Filter the records down to the lines that hold the word "white", and copy each of those lines.

▶ Dataset extract:
============================================================
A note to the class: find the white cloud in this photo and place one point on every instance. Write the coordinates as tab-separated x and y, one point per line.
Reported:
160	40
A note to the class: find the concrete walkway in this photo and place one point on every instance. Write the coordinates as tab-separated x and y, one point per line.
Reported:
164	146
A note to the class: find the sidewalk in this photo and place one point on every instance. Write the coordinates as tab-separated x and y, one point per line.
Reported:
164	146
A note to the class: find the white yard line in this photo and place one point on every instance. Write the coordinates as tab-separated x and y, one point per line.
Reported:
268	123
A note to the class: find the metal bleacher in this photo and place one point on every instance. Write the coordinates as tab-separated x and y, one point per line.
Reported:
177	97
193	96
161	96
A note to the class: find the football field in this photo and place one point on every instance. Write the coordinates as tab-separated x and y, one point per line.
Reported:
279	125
============================================================
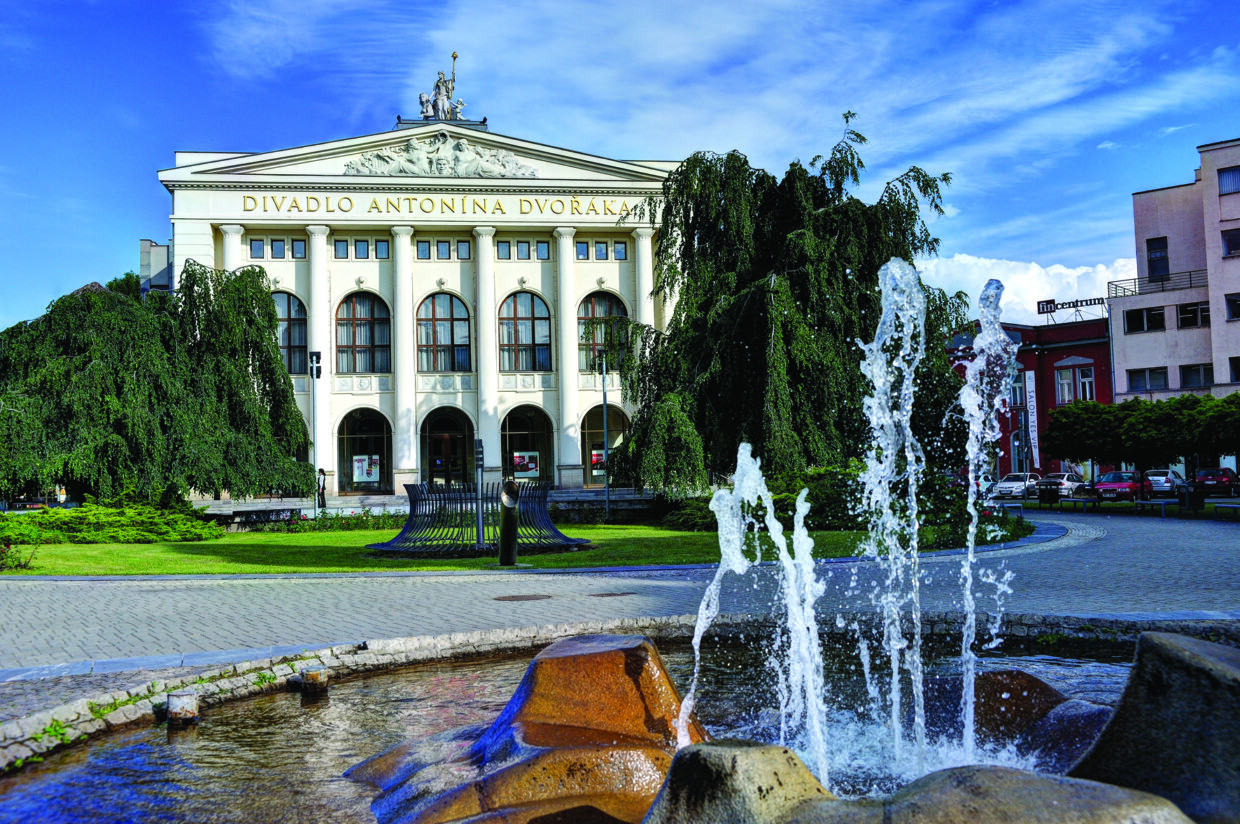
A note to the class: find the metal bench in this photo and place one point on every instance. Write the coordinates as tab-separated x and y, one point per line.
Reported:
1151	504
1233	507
============================================================
▶ Written response:
A note to the class: find the white cloud in this photo and place one point on every instance. Write the coordinates as tab-separated x and y, one point per line.
A note to the class: find the white yard line in this photo and place one point on every instance. Write the coordinates as tab-separated x and y, one point per line.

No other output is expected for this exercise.